### [SHORT EXERCISE]
Reproduce the records below verbatim, line by line, omitting the pictures.

### [MATERIAL FOR THIS TASK]
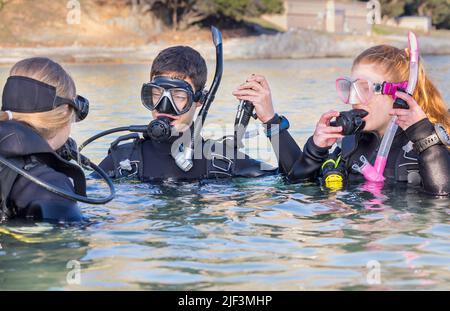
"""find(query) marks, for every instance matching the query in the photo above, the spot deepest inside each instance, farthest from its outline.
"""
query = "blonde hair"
(395, 64)
(48, 123)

### [FULL ANSWER]
"""find(query) marks, for every instance matching the query in the photo above, the spot deepest inside each instance, farthest from its outline.
"""
query = "blonde hair"
(395, 64)
(48, 123)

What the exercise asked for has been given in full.